* _DOCUMENT EXCERPT_
============================================================
In the fall of 2013, Vincent, a 12-week-old Black Vulture was transferred to ARC from another rehabilitation facility. He had suffered from Avian Pox resulting in the partial amputation of his right wing, not allowing him to return to the wild.
Vinnie is in training as one of our educational ambassadors and he has participated in a few educational programs and done very well. Black Vultures do not hunt and kill prey but rather search for carrion (animals that have already died) therefore playing an indispensable role in preventing the spread of disease from decomposing animals.
Black Vultures stay with their mates for many years, all year round. They feed their young for as long as 8 months and maintain strong social bonds with their families throughout their lives.
Vincent- Black Vulture
Vultures, Caracaras and Osprey
Galina was a juvenile when she was found on the ground in Lake County suffering from a traumatic injury to her right wing. Her wing had been fractured at the shoulder. She was admitted to ARC on August 9, 2017 and was under evaluation for nearly 2 months to determine if she would be able to regain sufficient use of her wing to live and hunt in the wild. Although Galina was able to fly short distances, it was determined that she would never have enough strength to come up out of the water when fishing.
In October of 2017, Galina was transferred to our exhibit permit and began her training to work as an Education Ambassador.
Quixote- Crested Caracara
Quixote is a young Crested Caracara from Florida, just about two years old. His wing was permanently injured and so he cannot be released. While it is unknown how he injured his wing, young Caracaras will sometimes feed on roadkill, and so it is thought he may have been struck by a car while feeding by the roadside.
============================================================
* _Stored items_
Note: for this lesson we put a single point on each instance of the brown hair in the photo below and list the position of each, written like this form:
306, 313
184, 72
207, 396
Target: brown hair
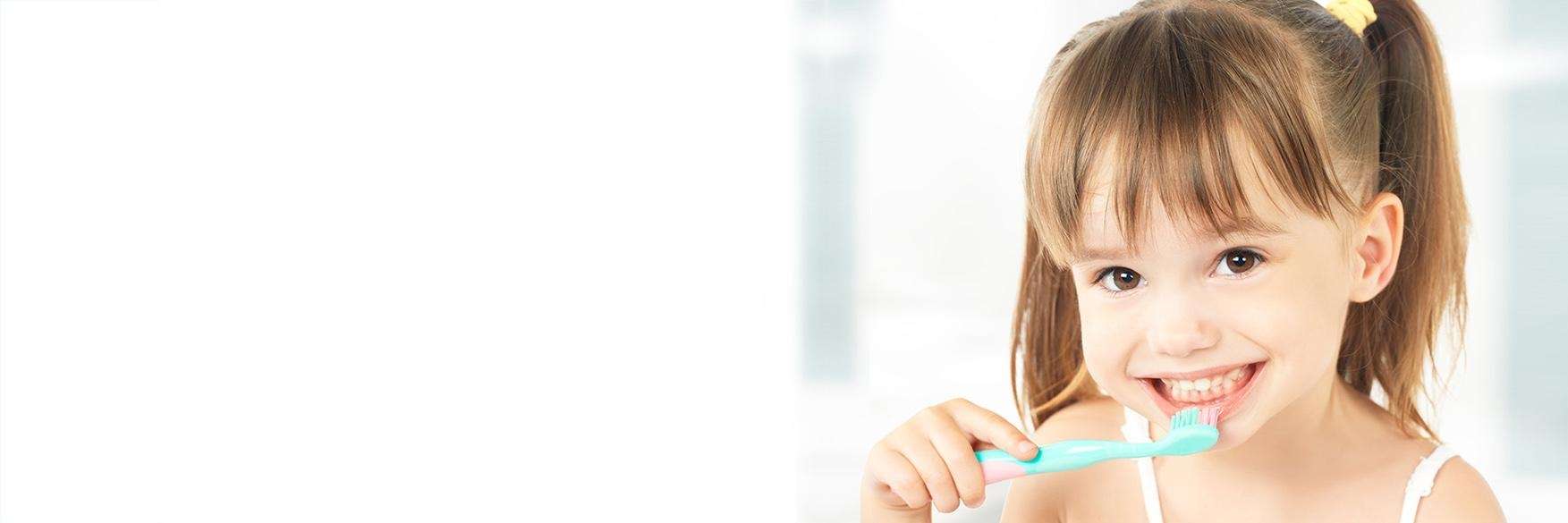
1180, 93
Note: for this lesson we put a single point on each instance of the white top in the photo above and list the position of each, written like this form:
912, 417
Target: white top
1420, 485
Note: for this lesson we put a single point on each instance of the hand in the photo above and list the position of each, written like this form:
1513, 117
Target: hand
930, 460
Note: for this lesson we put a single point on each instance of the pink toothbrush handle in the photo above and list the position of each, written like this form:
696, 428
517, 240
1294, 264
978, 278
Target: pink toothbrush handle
995, 472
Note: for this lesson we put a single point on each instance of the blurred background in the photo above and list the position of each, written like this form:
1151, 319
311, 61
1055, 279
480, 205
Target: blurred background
914, 119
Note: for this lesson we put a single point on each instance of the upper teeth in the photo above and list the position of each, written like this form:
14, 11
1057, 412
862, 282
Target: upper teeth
1203, 384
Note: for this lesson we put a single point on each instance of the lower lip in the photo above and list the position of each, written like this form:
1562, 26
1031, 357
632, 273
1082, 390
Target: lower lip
1228, 404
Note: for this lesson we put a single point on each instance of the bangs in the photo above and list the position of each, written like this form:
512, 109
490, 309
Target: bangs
1192, 106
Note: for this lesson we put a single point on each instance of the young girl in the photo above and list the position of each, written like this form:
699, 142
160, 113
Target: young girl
1250, 206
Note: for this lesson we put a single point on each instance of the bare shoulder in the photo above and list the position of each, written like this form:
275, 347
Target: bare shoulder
1045, 497
1459, 493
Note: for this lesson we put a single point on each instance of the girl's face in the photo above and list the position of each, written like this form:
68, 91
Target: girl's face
1247, 326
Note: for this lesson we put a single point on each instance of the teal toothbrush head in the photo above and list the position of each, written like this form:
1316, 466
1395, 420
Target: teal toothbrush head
1192, 431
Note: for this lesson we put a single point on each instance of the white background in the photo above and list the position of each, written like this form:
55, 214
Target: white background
518, 262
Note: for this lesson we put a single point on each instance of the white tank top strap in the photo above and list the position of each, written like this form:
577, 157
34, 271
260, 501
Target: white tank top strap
1137, 431
1421, 481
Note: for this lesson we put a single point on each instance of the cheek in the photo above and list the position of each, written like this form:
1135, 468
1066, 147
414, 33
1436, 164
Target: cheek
1297, 316
1106, 345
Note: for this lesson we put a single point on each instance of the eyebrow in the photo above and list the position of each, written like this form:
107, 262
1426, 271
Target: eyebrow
1245, 227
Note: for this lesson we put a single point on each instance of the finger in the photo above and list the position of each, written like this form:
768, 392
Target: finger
960, 458
991, 428
899, 478
938, 479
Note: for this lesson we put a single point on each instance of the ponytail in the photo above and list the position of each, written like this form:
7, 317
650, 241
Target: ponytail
1391, 337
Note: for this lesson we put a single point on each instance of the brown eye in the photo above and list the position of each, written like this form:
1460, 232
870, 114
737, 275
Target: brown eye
1237, 262
1120, 279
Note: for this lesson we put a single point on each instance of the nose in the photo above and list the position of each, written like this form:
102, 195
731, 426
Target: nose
1181, 326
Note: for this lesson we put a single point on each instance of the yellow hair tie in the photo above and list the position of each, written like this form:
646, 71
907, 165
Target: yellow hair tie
1355, 13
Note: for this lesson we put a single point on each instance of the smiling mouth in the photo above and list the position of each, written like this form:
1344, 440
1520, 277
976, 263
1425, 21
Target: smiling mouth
1224, 389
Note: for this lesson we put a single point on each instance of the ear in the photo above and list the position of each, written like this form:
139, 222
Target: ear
1376, 245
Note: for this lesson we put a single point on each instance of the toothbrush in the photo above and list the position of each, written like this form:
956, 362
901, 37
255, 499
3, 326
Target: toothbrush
1192, 431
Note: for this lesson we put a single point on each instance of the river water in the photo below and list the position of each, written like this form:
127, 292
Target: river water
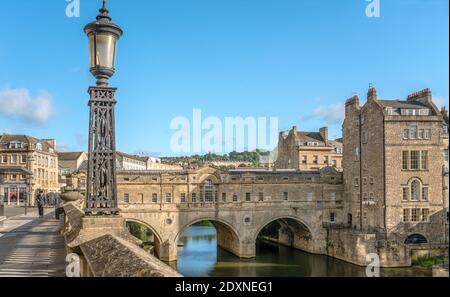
200, 257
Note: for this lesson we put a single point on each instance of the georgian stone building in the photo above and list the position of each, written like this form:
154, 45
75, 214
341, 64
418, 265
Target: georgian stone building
29, 165
393, 167
392, 193
308, 150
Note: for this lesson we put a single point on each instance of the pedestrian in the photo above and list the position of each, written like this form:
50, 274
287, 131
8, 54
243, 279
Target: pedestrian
40, 204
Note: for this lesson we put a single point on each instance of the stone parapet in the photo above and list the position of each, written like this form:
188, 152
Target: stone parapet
107, 249
112, 256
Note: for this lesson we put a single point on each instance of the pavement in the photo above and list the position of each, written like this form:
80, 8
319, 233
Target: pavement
32, 247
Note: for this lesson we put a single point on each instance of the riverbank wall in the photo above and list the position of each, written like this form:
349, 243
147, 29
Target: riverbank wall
363, 249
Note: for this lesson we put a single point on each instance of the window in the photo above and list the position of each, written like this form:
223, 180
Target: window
333, 196
415, 190
415, 160
425, 214
208, 191
413, 133
406, 215
425, 193
405, 194
424, 159
261, 196
406, 134
421, 134
357, 154
405, 160
315, 159
364, 137
415, 214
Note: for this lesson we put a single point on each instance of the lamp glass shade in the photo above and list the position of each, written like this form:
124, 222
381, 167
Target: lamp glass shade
102, 49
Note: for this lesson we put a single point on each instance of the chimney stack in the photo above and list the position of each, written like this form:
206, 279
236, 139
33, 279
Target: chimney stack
423, 96
324, 134
372, 94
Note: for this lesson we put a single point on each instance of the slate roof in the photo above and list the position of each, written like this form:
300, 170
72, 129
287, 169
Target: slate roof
69, 156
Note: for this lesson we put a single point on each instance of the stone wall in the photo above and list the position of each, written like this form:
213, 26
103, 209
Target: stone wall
106, 249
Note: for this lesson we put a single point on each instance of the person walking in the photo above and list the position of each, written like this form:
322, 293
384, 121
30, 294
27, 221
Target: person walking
40, 204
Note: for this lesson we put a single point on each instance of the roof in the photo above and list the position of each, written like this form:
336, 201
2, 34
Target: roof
7, 138
69, 156
16, 170
122, 155
311, 137
403, 104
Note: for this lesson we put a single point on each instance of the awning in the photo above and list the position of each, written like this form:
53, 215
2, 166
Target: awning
15, 170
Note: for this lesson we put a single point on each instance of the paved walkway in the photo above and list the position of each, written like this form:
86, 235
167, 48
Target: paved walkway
32, 247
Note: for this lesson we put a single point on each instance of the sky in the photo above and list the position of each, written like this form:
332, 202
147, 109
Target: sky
297, 60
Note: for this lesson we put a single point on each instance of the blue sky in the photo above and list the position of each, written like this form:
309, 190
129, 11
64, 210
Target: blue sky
297, 60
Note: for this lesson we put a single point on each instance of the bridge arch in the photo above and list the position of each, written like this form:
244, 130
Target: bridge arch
157, 237
228, 237
293, 231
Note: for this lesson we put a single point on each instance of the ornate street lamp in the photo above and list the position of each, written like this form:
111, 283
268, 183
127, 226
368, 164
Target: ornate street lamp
103, 35
101, 196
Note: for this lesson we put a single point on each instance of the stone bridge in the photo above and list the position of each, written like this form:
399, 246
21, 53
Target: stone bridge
308, 200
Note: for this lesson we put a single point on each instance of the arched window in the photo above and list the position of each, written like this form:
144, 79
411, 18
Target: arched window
416, 239
208, 191
415, 190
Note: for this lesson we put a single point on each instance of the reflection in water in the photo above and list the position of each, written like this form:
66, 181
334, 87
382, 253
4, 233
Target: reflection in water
199, 256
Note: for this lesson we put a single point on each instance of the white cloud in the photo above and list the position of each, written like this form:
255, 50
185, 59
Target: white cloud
441, 101
19, 104
330, 114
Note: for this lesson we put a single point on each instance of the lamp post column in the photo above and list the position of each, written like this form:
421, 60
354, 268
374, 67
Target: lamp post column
101, 196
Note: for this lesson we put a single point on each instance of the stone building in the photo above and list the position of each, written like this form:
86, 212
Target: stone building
240, 203
393, 167
29, 165
391, 196
308, 150
132, 162
71, 161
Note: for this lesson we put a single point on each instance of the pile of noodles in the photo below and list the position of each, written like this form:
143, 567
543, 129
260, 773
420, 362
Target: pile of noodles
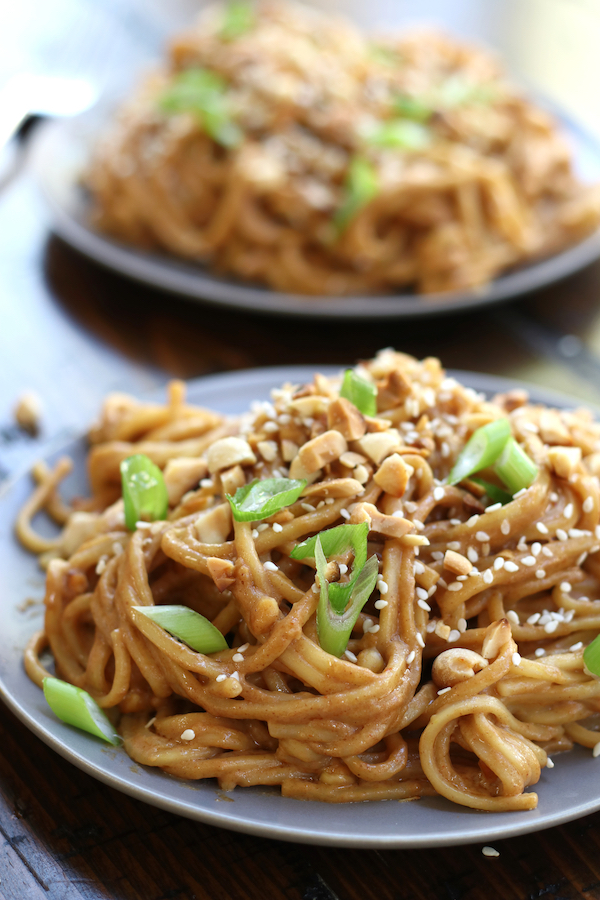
============================================================
* _ACTION ITEM 1_
Transcribe the stretch of the bird profiles from "Vincent- Black Vulture" through "water when fishing." word for word.
* _ACTION ITEM 2_
Render this sentence from the bird profiles in Spanish: "Black Vultures stay with their mates for many years, all year round."
* _ACTION ITEM 3_
According to the bird profiles, on what date was Galina admitted to ARC?
The data has no connection to the bird profiles.

* _EXERCISE ANSWER 1_
Vincent- Black Vulture
Vultures, Caracaras and Osprey
Galina was a juvenile when she was found on the ground in Lake County suffering from a traumatic injury to her right wing. Her wing had been fractured at the shoulder. She was admitted to ARC on August 9, 2017 and was under evaluation for nearly 2 months to determine if she would be able to regain sufficient use of her wing to live and hunt in the wild. Although Galina was able to fly short distances, it was determined that she would never have enough strength to come up out of the water when fishing.

* _EXERCISE ANSWER 2_
Los zopilotes negros permanecen con sus parejas durante muchos años, todo el año.

* _EXERCISE ANSWER 3_
August 9, 2017